__PAGE EXCERPT__:
^^^^^^^^^^^^^^^^
# Pheasant recipe ideas



## hondodawg (Mar 13, 2013)

So I have several pheasants breasted out. Looking for some recipes suggestions. Seems like a crockpot is a popular way to go. 


Sent from my iPhone using Tapatalk


----------



## Ray (May 10, 2018)

Screw the crockpot! Bread and fry it. This was mine cooking yesterday


----------



## Irish Lad (Jun 3, 2008)

I marinade mine in teriyaki marinade and bbq them.


----------



## gander311 (Dec 23, 2008)

I did a chicken and dumplings recipe last winter, but used pheasant instead of chicken. It was amazing.


----------



## bowgy (Oct 10, 2007)

One of my favorite recipes is slow cooked in a mushroom gravy.


----------



## 2full (Apr 8, 2010)

gander311 said:


> I did a chicken and dumplings recipe last winter, but used pheasant instead of chicken. It was amazing.


I've done the same thing with Pine Hens. 
Is very good for sure.


----------



## hondodawg (Mar 13, 2013)

bowgy said:


> One of my favorite recipes is slow cooked in a mushroom gravy.


My wife makes an amazing mushroom gravy passed down from her family when they came over from Ukraine. 


Sent from my iPhone using Tapatalk


----------



## SCS_Bg_Hunter (Oct 27, 2019)

I made this with some of mine, replaced the grouse with pheasant breasts. https://www.wildharvesttable.com/2020/09/18/braised-grouse-with-shallots-and-cherry-tomatoes/


----------



## TheOtherJeff (Oct 7, 2021)

Most of the recipes that I see for pheasant just use the breasts. Anyone do anything with the legs and thighs? I'm thinking they could work well slow cooked, something like coq au vin, if you had enough of them.


----------



## CPAjeff (Dec 20, 2014)

TheOtherJeff said:


> Most of the recipes that I see for pheasant just use the breasts. Anyone do anything with the legs and thighs? I'm thinking they could work well slow cooked, something like coq au vin, if you had enough of them.
^^^^^^^^^^^^^^^^
__TASK SET__:
[A] Decide whether each statement agrees with the pheasant recipe thread, answering yes or no and quoting the words that settle it: (i) One poster marinates pheasant in teriyaki marinade and cooks it on the barbecue. (ii) Ray recommends cooking pheasant in a crockpot. (iii) The mushroom gravy made by hondodawg's wife comes from family who came over from Poland.
[B] Reproduce the part of the pheasant recipe thread starting at "## 2full (Apr" and ending at "good for sure.".
The lines that come next are separate material and are not part of the pheasant recipe thread.

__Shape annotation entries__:
^^^^^^^^^^^^^^^^
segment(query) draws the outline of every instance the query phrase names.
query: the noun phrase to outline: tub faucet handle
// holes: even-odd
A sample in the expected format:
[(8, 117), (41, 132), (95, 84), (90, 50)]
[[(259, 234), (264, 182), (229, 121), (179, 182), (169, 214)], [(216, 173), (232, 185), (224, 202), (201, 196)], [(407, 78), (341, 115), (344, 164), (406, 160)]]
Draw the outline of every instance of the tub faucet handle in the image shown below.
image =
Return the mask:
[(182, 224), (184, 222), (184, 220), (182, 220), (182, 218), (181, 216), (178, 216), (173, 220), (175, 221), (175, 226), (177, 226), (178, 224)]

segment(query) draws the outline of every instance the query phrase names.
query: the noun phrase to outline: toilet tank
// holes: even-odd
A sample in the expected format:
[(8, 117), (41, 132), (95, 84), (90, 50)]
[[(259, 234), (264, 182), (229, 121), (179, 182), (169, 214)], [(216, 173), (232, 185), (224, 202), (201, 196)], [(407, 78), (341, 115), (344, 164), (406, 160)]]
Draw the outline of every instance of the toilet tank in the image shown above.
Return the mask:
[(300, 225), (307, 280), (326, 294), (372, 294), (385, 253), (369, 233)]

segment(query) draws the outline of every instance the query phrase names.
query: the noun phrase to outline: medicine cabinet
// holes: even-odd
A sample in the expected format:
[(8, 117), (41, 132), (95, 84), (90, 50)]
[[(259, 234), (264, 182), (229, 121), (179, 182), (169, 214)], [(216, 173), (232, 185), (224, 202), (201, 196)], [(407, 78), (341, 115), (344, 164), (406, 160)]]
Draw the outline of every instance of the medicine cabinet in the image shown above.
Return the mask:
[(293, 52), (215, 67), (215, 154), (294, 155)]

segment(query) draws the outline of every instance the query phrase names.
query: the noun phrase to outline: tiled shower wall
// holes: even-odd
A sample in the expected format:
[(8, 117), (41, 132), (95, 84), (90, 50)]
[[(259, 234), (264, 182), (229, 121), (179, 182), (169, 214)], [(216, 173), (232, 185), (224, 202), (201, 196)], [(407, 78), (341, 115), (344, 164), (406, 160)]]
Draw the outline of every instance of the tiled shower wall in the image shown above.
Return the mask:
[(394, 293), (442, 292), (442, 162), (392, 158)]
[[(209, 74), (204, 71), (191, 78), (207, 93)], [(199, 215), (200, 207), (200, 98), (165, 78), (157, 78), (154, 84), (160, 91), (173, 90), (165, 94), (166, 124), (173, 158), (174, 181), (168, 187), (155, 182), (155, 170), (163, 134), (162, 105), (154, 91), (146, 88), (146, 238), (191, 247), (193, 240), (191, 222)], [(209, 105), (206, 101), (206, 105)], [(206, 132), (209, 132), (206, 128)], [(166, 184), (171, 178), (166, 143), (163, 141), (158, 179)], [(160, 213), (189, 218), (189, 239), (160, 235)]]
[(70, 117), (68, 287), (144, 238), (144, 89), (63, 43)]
^^^^^^^^^^^^^^^^
__TASK-BY-TASK SOLUTIONS__:
[A]
(i) Yes: "I marinade mine in teriyaki marinade and bbq them."
(ii) No: "Screw the crockpot! Bread and fry it."
(iii) No: "passed down from her family when they came over from Ukraine."

[B]
## 2full (Apr 8, 2010)

gander311 said:


> I did a chicken and dumplings recipe last winter, but used pheasant instead of chicken. It was amazing.


I've done the same thing with Pine Hens. 
Is very good for sure.